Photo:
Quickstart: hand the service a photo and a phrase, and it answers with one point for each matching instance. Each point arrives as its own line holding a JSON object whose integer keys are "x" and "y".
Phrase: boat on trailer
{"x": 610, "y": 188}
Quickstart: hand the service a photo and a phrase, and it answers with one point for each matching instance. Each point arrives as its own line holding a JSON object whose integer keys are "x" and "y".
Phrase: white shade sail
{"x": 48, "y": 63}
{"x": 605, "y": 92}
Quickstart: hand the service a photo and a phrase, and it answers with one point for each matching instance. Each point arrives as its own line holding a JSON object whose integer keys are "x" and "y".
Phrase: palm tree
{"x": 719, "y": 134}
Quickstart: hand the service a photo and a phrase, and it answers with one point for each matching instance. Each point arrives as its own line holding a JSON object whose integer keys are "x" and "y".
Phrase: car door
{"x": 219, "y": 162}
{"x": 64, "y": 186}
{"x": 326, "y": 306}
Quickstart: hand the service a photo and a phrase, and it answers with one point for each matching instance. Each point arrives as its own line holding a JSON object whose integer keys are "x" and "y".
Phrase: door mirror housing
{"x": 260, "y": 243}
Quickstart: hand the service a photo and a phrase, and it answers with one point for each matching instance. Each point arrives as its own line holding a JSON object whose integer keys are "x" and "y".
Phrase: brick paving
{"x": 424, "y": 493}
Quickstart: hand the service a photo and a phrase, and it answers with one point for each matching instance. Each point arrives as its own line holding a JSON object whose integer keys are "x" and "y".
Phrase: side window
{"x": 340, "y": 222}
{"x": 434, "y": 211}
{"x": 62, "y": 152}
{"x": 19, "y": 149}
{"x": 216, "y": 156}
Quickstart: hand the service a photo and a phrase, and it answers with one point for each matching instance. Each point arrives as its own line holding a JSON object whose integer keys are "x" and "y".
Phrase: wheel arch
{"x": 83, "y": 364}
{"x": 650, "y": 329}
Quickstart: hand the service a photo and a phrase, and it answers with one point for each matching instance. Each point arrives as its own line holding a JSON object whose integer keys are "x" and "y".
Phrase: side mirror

Assigned task:
Set out every record in full, exactly as given.

Answer to this task:
Photo:
Quickstart: hand the service a photo and a phrase, and it answers with one point for each matching instance. Each point arrives as its own line holding a JSON object whose integer keys are "x" and "y".
Phrase: boat on trailer
{"x": 610, "y": 188}
Quickstart: hand the service a photo and a phrase, and it answers with one point for each matching instance. Each point arrives as its own line holding a JSON object whose integer keys are "x" and "y".
Phrase: white shade sail
{"x": 48, "y": 63}
{"x": 605, "y": 92}
Quickstart: hand the service a photo and a phrase, and it answers with one point for each matching instance. Each point arrives as its own line holding a JSON object whose integer keys are "x" and "y".
Phrase: palm tree
{"x": 719, "y": 134}
Quickstart: hand the service a photo and a phrase, and it answers with one point for each matching instance. Each point arrives as its own line holding a JSON object whose integer keys are "x" and "y".
Phrase: car door
{"x": 219, "y": 162}
{"x": 64, "y": 186}
{"x": 326, "y": 306}
Quickstart: hand the service a photo and a phrase, and it answers with one point for each matching instance. Each point arrives as its own line holding a JSON object whose integer keys are "x" and "y".
Phrase: door mirror housing
{"x": 260, "y": 243}
Quickstart: hand the service a photo and a phrase, and it answers with one point for each matching instance. Each point arrives as its own line holding a JSON object whose integer keys are "x" and "y".
Phrase: brick paving
{"x": 424, "y": 493}
Quickstart: hand the service a photo and a phrase, and it answers with one point for each matching instance. Each point arrives as its own line holding a JSON object whose integer keys are "x" and "y".
Phrase: side window
{"x": 340, "y": 222}
{"x": 434, "y": 211}
{"x": 62, "y": 152}
{"x": 19, "y": 149}
{"x": 216, "y": 156}
Quickstart: hand the service a photo and a phrase, and it answers with one point for each matching instance. Each point arrives as its own line holding a JSON object whose integer keys are "x" and "y".
Phrase: wheel arch
{"x": 83, "y": 364}
{"x": 650, "y": 329}
Quickstart: hand the service a photo and a phrase, and it answers with one point for each matching instance. Each point arrives as its own line holding a JSON object whose integer keys are "x" and "y".
Phrase: side mirror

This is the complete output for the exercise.